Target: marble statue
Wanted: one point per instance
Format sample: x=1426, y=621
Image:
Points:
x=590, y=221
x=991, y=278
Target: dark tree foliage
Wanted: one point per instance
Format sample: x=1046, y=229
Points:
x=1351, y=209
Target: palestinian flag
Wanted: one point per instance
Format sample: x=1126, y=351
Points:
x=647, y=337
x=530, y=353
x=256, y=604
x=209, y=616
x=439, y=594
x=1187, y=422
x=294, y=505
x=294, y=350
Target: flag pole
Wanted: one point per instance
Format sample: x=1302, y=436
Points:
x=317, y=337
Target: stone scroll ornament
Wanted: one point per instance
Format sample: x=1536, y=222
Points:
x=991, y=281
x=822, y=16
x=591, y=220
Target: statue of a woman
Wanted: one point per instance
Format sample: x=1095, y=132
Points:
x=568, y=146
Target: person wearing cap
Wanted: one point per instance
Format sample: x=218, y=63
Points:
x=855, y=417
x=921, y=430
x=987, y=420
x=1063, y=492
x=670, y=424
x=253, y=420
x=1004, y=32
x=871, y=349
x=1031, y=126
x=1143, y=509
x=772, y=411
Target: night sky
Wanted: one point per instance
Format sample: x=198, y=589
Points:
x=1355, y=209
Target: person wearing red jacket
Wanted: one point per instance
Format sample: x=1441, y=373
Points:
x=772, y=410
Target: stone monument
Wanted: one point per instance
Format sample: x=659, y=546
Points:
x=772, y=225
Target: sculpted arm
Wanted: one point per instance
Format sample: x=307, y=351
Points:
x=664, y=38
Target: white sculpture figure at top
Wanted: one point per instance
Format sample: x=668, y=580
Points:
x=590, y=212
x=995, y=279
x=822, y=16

____

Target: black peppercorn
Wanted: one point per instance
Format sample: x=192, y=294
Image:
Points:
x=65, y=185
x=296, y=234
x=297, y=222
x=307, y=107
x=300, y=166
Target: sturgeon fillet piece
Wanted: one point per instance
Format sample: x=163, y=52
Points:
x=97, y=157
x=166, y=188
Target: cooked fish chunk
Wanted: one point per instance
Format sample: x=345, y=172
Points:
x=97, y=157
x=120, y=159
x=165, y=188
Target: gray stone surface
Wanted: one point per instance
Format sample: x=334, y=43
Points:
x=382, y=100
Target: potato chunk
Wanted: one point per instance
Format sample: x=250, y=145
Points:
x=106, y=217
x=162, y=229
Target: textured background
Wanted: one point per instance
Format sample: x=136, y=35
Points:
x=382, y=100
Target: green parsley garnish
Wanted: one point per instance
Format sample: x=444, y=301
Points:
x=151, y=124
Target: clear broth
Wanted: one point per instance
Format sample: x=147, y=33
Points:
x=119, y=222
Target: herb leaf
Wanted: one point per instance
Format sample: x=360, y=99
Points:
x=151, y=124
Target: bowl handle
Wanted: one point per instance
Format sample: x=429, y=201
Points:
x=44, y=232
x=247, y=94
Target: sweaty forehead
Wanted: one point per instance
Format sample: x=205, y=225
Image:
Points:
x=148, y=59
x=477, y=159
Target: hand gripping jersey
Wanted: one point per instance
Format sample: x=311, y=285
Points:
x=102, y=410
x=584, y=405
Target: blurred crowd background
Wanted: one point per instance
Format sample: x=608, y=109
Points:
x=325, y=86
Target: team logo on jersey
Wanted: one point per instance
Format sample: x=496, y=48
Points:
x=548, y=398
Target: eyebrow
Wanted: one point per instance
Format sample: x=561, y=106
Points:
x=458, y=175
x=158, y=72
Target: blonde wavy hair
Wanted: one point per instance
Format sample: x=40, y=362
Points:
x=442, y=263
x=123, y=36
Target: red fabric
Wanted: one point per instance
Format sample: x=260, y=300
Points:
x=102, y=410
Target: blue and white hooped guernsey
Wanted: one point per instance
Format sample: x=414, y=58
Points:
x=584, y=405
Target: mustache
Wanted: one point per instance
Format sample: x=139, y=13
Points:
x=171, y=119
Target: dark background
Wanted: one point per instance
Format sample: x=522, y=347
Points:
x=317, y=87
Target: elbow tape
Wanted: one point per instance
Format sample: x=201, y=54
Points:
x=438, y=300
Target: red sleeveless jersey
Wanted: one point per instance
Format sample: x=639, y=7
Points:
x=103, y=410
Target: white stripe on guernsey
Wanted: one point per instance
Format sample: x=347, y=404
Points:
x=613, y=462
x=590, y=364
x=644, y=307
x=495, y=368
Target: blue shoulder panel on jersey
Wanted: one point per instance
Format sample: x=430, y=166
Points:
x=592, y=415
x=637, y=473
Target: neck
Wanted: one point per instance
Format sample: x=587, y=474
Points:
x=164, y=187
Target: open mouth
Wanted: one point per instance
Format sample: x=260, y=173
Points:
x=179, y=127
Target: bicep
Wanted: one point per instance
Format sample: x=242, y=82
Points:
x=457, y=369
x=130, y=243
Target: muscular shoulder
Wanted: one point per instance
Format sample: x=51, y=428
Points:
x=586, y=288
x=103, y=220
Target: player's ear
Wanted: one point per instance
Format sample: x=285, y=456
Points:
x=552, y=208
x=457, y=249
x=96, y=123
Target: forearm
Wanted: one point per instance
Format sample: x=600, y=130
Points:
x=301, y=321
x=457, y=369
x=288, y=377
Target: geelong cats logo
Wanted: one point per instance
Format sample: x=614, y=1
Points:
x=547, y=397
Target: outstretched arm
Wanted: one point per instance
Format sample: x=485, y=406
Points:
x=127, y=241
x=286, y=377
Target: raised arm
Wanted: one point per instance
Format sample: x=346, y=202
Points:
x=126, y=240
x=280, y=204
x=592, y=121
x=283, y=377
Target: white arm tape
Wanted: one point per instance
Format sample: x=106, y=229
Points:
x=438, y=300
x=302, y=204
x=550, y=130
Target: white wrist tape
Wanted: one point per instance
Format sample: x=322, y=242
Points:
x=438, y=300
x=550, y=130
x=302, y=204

____

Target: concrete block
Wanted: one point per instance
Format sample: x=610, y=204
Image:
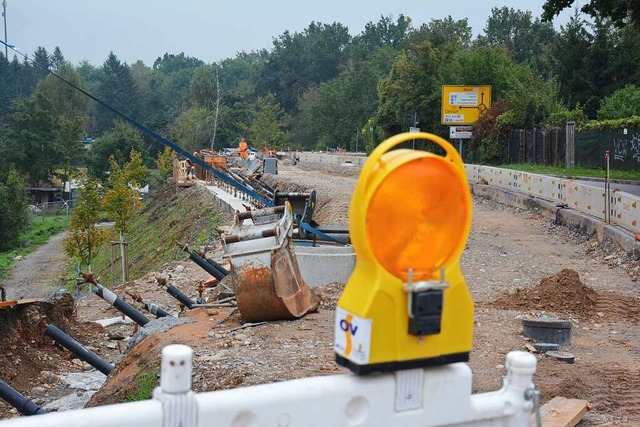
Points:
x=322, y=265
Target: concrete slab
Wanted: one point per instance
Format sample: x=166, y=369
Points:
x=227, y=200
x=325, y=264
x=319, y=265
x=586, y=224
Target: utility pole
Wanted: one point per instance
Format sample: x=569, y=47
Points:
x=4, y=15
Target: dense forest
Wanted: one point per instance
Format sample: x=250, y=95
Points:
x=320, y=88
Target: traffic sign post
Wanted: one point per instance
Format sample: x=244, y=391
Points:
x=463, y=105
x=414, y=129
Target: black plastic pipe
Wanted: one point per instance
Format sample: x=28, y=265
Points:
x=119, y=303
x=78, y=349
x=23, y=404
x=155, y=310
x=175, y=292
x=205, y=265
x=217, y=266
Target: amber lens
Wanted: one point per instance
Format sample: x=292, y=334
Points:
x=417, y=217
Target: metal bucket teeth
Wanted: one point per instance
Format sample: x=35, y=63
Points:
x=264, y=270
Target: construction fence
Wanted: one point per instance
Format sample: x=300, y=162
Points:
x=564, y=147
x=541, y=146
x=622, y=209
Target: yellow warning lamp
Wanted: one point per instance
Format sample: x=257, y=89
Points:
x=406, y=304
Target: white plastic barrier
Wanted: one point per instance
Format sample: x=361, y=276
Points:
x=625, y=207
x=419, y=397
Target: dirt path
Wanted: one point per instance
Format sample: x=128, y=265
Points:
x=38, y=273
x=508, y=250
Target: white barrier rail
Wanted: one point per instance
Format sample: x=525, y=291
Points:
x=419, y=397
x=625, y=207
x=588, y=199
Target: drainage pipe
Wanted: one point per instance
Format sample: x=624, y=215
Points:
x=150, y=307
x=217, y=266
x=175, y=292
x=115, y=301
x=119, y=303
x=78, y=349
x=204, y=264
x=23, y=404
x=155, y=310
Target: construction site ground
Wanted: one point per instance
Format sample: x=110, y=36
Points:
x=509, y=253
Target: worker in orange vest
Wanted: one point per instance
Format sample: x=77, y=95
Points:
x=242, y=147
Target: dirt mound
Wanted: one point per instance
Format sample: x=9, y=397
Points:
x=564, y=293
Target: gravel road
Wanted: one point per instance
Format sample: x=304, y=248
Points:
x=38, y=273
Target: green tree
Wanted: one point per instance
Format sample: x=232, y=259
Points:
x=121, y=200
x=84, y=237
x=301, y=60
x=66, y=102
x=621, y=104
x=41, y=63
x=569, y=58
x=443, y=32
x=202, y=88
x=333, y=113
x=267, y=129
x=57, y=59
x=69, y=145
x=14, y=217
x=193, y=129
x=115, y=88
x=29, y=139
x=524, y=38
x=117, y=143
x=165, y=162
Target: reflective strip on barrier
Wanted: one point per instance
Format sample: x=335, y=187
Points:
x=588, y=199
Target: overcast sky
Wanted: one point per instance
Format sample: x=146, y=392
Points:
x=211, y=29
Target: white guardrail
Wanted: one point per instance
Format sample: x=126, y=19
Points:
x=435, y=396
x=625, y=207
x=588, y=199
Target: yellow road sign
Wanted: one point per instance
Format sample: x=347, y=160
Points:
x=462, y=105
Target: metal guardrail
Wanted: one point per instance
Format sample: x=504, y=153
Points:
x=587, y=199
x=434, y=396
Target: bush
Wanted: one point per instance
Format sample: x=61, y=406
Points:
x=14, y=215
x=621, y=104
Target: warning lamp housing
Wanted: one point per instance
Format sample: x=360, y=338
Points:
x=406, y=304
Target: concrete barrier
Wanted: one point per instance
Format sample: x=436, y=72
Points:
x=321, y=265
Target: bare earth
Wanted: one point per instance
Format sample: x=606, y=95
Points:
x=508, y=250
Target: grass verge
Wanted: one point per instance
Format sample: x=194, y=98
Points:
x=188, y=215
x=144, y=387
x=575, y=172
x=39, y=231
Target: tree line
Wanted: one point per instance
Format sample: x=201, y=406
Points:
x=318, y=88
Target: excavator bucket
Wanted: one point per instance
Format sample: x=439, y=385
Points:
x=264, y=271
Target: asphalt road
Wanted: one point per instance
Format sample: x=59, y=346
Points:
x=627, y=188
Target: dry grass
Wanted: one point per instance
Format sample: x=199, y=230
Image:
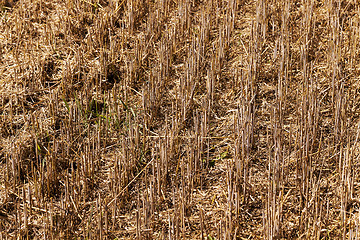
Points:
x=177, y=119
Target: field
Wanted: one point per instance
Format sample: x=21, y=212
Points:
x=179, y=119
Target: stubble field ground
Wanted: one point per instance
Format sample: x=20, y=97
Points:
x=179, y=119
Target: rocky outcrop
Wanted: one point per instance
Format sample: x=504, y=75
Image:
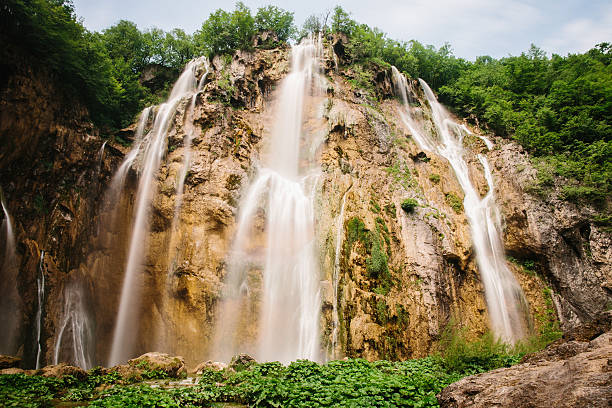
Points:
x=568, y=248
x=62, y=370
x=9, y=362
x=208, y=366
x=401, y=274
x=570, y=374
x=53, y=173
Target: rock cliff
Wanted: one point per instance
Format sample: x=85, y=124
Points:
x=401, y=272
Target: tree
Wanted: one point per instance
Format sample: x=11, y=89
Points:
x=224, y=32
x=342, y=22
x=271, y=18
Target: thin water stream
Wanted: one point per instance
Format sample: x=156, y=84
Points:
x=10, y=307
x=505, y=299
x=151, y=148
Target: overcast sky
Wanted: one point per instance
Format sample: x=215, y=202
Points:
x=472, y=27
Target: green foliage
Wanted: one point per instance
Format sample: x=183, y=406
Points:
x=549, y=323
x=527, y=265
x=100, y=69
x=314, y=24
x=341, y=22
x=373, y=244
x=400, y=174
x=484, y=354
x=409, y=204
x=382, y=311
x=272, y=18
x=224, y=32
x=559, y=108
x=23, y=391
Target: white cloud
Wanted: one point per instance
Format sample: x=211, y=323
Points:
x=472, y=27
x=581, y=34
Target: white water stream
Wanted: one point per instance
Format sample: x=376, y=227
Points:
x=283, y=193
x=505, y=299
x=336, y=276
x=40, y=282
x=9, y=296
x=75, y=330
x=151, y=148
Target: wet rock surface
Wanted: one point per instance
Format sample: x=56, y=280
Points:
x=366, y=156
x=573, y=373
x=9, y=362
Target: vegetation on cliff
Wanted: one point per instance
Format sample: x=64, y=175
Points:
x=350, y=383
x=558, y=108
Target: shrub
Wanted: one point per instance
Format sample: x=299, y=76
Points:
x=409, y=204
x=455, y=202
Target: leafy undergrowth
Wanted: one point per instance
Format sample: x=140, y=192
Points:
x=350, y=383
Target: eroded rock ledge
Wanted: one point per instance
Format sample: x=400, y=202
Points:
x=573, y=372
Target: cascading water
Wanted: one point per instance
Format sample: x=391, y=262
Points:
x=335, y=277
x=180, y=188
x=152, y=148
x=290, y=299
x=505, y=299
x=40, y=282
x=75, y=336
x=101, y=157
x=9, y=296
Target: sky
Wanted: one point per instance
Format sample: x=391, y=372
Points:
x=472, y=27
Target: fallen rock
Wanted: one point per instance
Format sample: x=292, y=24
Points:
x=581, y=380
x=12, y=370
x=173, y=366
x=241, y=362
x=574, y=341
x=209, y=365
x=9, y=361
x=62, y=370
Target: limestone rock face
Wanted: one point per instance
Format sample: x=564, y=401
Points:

____

Rewrite the stretch of lines from the one containing "Target: elbow tape" through the one containing "x=179, y=127", swapping "jersey" for "shirt" and leaving everything else as it is.

● ANSWER IN FULL:
Target: elbow tape
Wanted: one point per instance
Format sample: x=201, y=54
Points:
x=438, y=300
Target: red sleeveless shirt
Wanted: one point per instance
Format sample: x=639, y=7
Points:
x=103, y=410
Target: white stripe on guernsey
Wanted: one point per instance
Format sample: x=347, y=404
Points:
x=613, y=462
x=590, y=364
x=644, y=307
x=495, y=368
Target: blue shoulder panel on shirt
Wanted: one point per instance
Format sample: x=430, y=166
Points:
x=592, y=415
x=637, y=473
Target: neck
Wanted: one point per instance
Format sample: x=587, y=474
Points:
x=164, y=187
Target: open mouth
Wanted: one point per instance
Format sample: x=260, y=173
Points:
x=179, y=127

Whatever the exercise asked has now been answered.